------ TESTO DEL DOCUMENTO ------

TRUCIOLI SAVONESI
spazio di riflessione per Savona e dintorni La “first lady” vuole
tre milioni e mezzo di euro al mese dal povero cavaliere per la sua
buonuscita dal tetto coniugale. L'AMORE NON SI PUO' COMPRARE. PER TUTTO IL RESTO C'E' MASTER SILVIO CARD di FRANCO IVALDO* COME diceva il poeta greco, Omero , ho sempre creduto
ciecamente nelle affermazioni dei quotidiani. E' stato così che,
leggendoli , ho appreso non senza sgomento che la first lady,
Veronica Lario, aveva fatto chiedere dai suoi avvocati 3 milioni di euro
al mese a Reo Silvio, come buonuscita. I giornali - pressoché unanimi,
anche se uno aveva scritto che i milioni erano tre e mezzo, cifra poi
spudoratamente confermata - riferivano con scrupolo che la
controparte, vale a dire i legali del cavaliere, avevano fatto una
controproposta al ribasso (trecentomila euro al mese). Non che fossero
bruscolini. Qualcosa come trenta secoli di una pensione dell'
Inps, ma comunque c'era di che campare per una ex moglie e per la sua
discendenza. Tra moglie e marito, non mettere il dito. Non è sul
merito della vertenza che intendo soffermarmi e mettere il dito. Sulle
cifre da scandalo invece sì, mentre c'è gente che non riesce ad arrivare
a fine mese. E' importante, comunque, sottolineare come il denaro
non faccia la felicità, come diceva sempre Rockfeller. Quei due, infatti
- scrivendolo mi vengono le lacrime agli occhi dalla tristezza e dalla
commozione - non si amavano più. E dire che un tempo si amavano come
Giulietta e Romeo, come Tristano e Isotta, come Dante e Beatrice, come
Cecchi Gori e Valeria Marini. L'amore - è noto - non si compra. Non si può
comprare. Per tutto il resto c'è Master Silvio Card. Sono sicuro della buonafede di entrambi. La first
lady sicuramente ignorava di essere seduta su una miniera d'oro. Non lo
sapeva, poverella. Quando lo ha scoperto, ha detto agli avvocati di
procedere e di cominciare a scavare nel passato del cavaliere. Così, a
quanto pare, da dama di cuori è diventata dama di denari. Dire che lui
l'aveva conquistata quando non era ancora maggiorenne con un bouquet
floreale (dama di fiori) ed offrendo un sacchetto di caramelle.

------ DATI FORNITI ------

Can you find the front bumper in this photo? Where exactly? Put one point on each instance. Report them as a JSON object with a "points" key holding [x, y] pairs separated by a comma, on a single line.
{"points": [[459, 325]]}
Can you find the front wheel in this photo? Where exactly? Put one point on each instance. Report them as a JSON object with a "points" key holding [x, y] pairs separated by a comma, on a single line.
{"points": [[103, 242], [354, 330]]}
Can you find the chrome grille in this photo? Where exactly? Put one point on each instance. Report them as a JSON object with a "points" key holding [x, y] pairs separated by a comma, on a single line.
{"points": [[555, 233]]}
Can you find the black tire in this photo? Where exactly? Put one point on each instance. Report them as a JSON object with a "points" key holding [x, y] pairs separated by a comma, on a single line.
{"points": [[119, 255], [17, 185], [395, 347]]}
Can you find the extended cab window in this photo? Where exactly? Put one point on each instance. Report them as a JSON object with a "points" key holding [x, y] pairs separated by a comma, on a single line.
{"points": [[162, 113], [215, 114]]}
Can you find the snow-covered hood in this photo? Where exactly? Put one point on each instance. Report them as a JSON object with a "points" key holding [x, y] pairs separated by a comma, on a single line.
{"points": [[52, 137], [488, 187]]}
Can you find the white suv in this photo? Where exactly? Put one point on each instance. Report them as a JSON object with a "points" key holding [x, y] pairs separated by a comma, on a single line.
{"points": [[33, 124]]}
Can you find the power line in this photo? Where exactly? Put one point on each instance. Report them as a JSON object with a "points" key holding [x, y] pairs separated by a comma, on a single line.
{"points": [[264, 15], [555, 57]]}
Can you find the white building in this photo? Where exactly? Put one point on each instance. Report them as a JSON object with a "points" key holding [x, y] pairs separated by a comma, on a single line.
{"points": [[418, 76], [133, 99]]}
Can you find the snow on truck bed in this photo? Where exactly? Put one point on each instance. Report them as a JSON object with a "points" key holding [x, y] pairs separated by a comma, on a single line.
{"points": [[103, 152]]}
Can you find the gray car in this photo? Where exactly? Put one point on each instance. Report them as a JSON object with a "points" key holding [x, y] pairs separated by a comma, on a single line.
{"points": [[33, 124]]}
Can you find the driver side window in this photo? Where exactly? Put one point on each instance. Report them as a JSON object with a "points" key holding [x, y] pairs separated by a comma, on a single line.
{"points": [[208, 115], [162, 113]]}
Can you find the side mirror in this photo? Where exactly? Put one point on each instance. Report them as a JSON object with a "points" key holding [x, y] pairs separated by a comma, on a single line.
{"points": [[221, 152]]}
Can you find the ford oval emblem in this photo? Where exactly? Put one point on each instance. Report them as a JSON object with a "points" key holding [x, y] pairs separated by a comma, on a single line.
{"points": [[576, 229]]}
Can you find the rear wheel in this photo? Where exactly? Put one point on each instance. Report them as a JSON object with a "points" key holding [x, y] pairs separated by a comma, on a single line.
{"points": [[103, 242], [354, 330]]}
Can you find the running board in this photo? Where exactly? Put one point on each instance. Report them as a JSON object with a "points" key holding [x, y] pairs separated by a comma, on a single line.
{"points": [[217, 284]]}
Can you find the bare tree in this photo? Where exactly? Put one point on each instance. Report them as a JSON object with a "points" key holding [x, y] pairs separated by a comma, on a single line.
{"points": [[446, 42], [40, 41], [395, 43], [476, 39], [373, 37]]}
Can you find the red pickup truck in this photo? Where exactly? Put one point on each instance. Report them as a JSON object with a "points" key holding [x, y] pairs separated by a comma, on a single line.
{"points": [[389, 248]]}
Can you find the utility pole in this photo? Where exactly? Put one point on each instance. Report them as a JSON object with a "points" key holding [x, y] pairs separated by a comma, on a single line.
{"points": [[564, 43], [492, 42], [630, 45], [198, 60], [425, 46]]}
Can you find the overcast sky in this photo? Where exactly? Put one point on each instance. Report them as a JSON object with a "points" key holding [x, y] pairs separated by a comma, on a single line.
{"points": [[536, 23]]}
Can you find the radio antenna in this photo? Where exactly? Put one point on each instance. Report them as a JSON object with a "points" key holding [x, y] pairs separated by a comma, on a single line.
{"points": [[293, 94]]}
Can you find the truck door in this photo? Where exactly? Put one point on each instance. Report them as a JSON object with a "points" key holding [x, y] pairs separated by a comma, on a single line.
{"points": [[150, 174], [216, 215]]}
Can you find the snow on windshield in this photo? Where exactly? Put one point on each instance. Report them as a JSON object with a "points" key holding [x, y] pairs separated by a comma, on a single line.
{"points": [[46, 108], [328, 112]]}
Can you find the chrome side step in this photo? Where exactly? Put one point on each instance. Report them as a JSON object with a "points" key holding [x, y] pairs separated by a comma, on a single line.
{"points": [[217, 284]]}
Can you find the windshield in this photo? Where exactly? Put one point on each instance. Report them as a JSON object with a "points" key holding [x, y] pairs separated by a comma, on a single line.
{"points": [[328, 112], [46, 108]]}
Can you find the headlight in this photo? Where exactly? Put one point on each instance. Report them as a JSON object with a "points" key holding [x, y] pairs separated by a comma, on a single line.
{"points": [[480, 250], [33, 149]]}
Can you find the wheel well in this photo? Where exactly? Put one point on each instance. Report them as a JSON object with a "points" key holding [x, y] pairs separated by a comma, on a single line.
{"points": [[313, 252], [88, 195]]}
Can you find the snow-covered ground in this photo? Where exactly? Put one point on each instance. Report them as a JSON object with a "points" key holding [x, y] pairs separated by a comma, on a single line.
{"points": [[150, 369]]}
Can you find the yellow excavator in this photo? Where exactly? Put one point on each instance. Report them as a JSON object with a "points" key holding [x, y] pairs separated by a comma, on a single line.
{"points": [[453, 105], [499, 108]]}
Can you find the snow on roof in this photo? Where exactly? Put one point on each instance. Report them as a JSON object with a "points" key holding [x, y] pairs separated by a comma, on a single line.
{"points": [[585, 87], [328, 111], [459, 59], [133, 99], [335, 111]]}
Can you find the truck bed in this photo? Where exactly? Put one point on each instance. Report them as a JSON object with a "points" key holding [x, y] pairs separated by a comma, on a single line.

------

- ISTRUZIONI DEL COMPITO:
In base all'articolo sulla buonuscita, rispondi per favore alle domande seguenti:
(a) Quale cifra mensile hanno controproposto i legali del cavaliere?
(b) Che cosa ha detto la first lady agli avvocati quando ha scoperto di essere seduta su una miniera d'oro?
(c) Con che cosa lui l'aveva conquistata quando non era ancora maggiorenne?

- RISPOSTA SCRITTA:
(a) Trecentomila euro al mese.
(b) Di procedere e di cominciare a scavare nel passato del cavaliere.
(c) Con un bouquet floreale e offrendo un sacchetto di caramelle.